Referring expression pointing data

_ _ _ _ _

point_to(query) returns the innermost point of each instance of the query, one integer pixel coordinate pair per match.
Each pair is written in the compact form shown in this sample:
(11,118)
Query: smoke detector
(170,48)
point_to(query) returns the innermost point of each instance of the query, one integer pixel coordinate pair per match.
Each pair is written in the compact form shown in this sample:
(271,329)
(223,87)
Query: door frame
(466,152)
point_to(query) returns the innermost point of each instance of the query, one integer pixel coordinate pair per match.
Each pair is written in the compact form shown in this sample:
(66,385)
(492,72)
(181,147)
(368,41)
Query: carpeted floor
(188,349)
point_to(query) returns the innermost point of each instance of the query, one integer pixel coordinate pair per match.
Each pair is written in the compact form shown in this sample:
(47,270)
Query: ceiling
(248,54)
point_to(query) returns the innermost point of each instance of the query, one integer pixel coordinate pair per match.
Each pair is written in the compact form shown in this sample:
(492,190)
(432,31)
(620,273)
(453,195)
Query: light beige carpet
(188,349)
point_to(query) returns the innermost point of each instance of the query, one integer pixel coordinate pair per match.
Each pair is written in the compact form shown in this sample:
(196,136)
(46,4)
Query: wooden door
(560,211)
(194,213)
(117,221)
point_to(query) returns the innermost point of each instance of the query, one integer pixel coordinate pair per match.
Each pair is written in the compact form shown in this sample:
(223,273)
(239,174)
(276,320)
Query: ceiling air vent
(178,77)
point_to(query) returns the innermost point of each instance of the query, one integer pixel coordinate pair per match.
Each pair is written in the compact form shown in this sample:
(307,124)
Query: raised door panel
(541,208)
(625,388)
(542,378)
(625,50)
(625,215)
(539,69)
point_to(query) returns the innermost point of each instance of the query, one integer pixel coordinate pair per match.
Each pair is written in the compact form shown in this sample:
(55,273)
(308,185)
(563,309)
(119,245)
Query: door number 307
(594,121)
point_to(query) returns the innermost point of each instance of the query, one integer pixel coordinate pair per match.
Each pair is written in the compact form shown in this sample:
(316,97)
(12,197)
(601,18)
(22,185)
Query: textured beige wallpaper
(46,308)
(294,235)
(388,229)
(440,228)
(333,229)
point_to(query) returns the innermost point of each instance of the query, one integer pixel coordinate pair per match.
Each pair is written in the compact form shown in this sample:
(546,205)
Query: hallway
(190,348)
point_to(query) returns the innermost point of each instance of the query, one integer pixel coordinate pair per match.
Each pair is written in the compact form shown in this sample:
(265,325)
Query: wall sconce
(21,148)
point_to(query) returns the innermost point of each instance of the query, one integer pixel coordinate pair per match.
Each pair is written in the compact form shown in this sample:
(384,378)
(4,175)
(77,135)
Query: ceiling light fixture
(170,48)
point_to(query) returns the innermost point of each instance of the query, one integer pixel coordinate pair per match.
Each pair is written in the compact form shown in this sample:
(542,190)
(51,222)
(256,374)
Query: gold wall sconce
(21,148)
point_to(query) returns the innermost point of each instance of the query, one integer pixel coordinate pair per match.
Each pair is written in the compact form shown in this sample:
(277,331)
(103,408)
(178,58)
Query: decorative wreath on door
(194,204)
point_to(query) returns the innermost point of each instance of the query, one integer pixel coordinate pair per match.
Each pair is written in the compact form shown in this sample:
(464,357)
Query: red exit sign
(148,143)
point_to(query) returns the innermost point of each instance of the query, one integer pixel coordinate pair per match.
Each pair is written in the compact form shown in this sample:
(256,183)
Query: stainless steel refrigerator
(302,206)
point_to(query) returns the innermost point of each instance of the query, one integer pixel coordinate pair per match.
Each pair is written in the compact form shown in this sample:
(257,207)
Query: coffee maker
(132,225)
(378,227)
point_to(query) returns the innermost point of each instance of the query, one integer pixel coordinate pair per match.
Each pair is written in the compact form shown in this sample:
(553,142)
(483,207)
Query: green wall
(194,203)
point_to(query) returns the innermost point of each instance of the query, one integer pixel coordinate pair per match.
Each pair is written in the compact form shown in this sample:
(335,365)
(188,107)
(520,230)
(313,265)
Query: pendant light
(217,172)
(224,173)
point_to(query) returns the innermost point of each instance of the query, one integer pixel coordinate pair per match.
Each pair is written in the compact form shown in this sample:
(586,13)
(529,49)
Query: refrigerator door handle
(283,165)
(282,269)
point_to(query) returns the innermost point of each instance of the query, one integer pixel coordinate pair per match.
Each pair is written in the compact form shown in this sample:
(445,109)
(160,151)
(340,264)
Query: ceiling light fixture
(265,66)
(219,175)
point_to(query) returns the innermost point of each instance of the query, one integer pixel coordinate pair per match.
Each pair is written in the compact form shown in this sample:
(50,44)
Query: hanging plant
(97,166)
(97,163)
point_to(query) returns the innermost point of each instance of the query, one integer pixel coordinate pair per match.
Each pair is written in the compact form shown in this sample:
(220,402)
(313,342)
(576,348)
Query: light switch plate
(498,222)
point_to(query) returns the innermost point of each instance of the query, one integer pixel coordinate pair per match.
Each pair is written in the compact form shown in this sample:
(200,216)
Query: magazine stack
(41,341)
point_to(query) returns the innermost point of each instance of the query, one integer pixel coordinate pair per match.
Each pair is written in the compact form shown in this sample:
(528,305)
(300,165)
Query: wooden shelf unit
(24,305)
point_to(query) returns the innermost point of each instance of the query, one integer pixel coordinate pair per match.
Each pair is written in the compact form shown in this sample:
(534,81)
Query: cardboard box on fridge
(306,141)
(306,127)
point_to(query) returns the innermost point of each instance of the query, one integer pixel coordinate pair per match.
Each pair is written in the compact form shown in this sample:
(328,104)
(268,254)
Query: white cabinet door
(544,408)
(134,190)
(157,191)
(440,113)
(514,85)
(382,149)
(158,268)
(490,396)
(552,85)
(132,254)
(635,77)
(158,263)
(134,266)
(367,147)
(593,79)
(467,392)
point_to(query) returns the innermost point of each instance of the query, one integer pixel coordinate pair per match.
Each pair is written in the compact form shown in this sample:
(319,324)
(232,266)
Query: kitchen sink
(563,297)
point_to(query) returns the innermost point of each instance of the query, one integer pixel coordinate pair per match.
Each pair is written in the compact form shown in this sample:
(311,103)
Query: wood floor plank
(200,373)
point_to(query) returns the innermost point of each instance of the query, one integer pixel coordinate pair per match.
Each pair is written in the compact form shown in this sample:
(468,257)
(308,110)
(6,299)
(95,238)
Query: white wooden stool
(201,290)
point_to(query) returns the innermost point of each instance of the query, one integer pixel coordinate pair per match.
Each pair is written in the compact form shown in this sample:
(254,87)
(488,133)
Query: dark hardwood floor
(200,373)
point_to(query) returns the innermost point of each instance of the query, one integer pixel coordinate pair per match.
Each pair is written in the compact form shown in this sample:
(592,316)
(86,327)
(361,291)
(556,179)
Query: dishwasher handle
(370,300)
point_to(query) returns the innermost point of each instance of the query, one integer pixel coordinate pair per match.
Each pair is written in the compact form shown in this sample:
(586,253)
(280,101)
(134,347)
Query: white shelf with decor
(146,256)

_ _ _ _ _

# ACTION ITEM
Would you repeat all of the entries exactly?

# OUTPUT
point_to(query) returns the innermost point of each instance of the query, one integer pixel coordinate pair per match.
Each pair is written in the compact form shown in this sample:
(11,118)
Query: smoke detector
(170,48)
point_to(query) returns the innermost point of each instance of the query, one integer pixel coordinate pair per match.
Each pair is written in the compact form shown in this sample:
(271,329)
(223,87)
Query: door frame
(466,152)
point_to(query) returns the innermost point of each instance of the query, one integer pixel coordinate pair per match.
Each pair is written in the compact form shown in this sample:
(66,385)
(492,72)
(181,147)
(368,41)
Query: carpeted floor
(188,349)
point_to(query) returns the innermost point of each instance of the query, one integer pixel coordinate pair per match.
Each pair is written in the compact form shown in this sample:
(47,270)
Query: ceiling
(248,54)
point_to(query) returns the innermost point of each instance of the query, one integer pixel coordinate pair per match.
Each pair is written in the compact form shown in this sample:
(492,190)
(432,31)
(620,273)
(453,195)
Query: light beige carpet
(188,349)
point_to(query) returns the innermost point of each instance of the query, one integer pixel coordinate pair per match.
Each pair is written in the compact form shown in this sample:
(196,136)
(46,4)
Query: wooden door
(560,211)
(194,213)
(117,221)
point_to(query) returns the innermost point of each instance of the query, one integer pixel coordinate pair per match.
Each pair is written in the compact form shown in this sample:
(223,273)
(239,174)
(276,320)
Query: ceiling air vent
(178,77)
point_to(query) returns the innermost point of each instance of the query, one integer pixel coordinate pair per match.
Each pair is written in the compact form shown in this sample:
(307,124)
Query: raised door panel
(541,208)
(625,388)
(542,378)
(625,50)
(625,215)
(539,69)
point_to(query) returns the innermost point of each instance of the query, one integer pixel coordinate pair per match.
Each pair is written in the compact form shown in this sample:
(55,273)
(308,185)
(563,309)
(119,245)
Query: door number 307
(594,121)
point_to(query) returns the innermost point of each instance of the query, one integer pixel coordinate pair per match.
Each pair is written in the compact form shown in this sample:
(316,97)
(12,197)
(601,18)
(22,185)
Query: textured beige wallpaper
(46,308)
(294,235)
(388,229)
(440,228)
(333,229)
point_to(query) returns the innermost point of each instance of the query, one integer pixel coordinate pair per match.
Each pair is written in the compact form shown in this sample:
(546,205)
Query: hallway
(190,348)
point_to(query) returns the innermost point of each instance of the query, one integer pixel coordinate pair per match.
Each pair is written in the compact form shown in this sample:
(265,325)
Query: wall sconce
(21,148)
point_to(query) returns the innermost point of each instance of the query, one integer pixel coordinate pair per match.
Each pair is written in the compact form shown in this sample:
(384,378)
(4,175)
(77,135)
Query: ceiling light fixture
(170,48)
point_to(query) returns the innermost point of each instance of the query, one integer pixel coordinate pair per match.
Each pair is written in the compact form shown in this sample:
(542,190)
(51,222)
(256,374)
Query: gold wall sconce
(21,148)
point_to(query) returns the innermost point of each instance of the query, one integer pixel coordinate pair per match.
Each pair is written in the compact form shown in this sample:
(277,331)
(103,408)
(178,58)
Query: decorative wreath on door
(194,204)
point_to(query) returns the innermost point of each instance of the query, one integer pixel coordinate pair per match.
Each pair is written in the compact form shown in this sample:
(464,357)
Query: red exit sign
(148,143)
point_to(query) returns the innermost point of each instance of the query, one integer pixel coordinate pair per match.
Each pair is written in the compact form shown in this sample:
(256,183)
Query: stainless steel refrigerator
(302,206)
point_to(query) returns the innermost point of each instance of the query, one integer pixel coordinate pair per match.
Each pair is written in the compact form shown in this sample:
(257,207)
Query: coffee maker
(132,225)
(378,227)
point_to(query) returns the innermost point of each instance of the query, one integer pixel coordinate pair per match.
Each pair is written in the compact form shown in this sample:
(553,142)
(483,207)
Query: green wall
(194,203)
point_to(query) returns the innermost point of each instance of the query, one integer pixel coordinate pair per match.
Each pair is written in the compact form shown in this sample:
(335,365)
(188,107)
(520,230)
(313,265)
Query: pendant light
(217,172)
(224,173)
point_to(query) returns the innermost point of each instance of the query, one integer pixel coordinate pair per match.
Each pair is written in the compact form shown in this sample:
(586,13)
(529,49)
Query: refrigerator door handle
(283,165)
(282,269)
point_to(query) returns the innermost point of each instance of the query, one integer pixel coordinate pair per match.
Each pair is written in the compact form shown in this sample:
(445,109)
(160,151)
(340,264)
Query: ceiling light fixture
(265,66)
(219,175)
point_to(query) returns the innermost point of each instance of the query, one integer pixel coordinate pair per match.
Each pair is written in the compact form shown in this sample:
(50,44)
Query: hanging plant
(97,166)
(97,163)
point_to(query) returns the innermost point of each instance of the query, one integer pixel coordinate pair per match.
Each pair is written in the compact form shown in this sample:
(220,402)
(313,342)
(576,348)
Query: light switch plate
(498,222)
point_to(query) returns the innermost point of each instance of the query, one integer pixel coordinate pair per match.
Each pair is written in the compact form shown in this sample:
(200,216)
Query: magazine stack
(41,341)
point_to(query) returns the innermost point of each instance of the query, one integer pixel coordinate pair per match.
Each pair is written in the compact form shown in this sample:
(528,305)
(300,165)
Query: wooden shelf unit
(24,305)
point_to(query) returns the innermost point of each instance of the query, one integer pixel coordinate pair per match.
Each pair is written in the compact form shown in this sample:
(534,81)
Query: cardboard box on fridge
(306,141)
(306,127)
point_to(query) returns the innermost point of each instance of the query, one integer pixel coordinate pair per match.
Each pair is written in the compact form shown in this sample:
(328,104)
(268,254)
Query: white cabinet door
(544,408)
(134,190)
(157,191)
(440,113)
(514,85)
(382,149)
(158,268)
(490,396)
(552,85)
(132,254)
(635,77)
(158,263)
(134,266)
(367,147)
(593,79)
(467,392)
point_to(query) returns the innermost point of each instance of the query, one integer pixel coordinate pair per match.
Each pair is written in the compact form shown in this sample:
(319,324)
(232,266)
Query: kitchen sink
(563,297)
point_to(query) returns the innermost point of each instance of the query, one integer pixel coordinate pair per match.
Each pair is written in the compact form shown in this sample:
(311,103)
Query: wood floor plank
(200,373)
point_to(query) returns the innermost point of each instance of the query, one integer pixel coordinate pair per match.
Each pair is written in the compact form shown in this sample:
(468,257)
(308,110)
(6,299)
(95,238)
Query: white wooden stool
(201,290)
point_to(query) returns the innermost point of each instance of the query, one integer pixel coordinate pair per match.
Each pair is written in the compact form shown in this sample:
(254,87)
(488,133)
Query: dark hardwood floor
(200,373)
point_to(query) returns the innermost point of each instance of the query, one integer pixel coordinate pair per match.
Each pair is written in the compact form shown in this sample:
(592,316)
(86,327)
(361,291)
(556,179)
Query: dishwasher handle
(370,300)
point_to(query) returns the innermost point of each instance of the query, one integer pixel coordinate pair per match.
Each pair is written in the compact form shown in this sample:
(586,253)
(280,101)
(134,347)
Query: white shelf with decor
(146,256)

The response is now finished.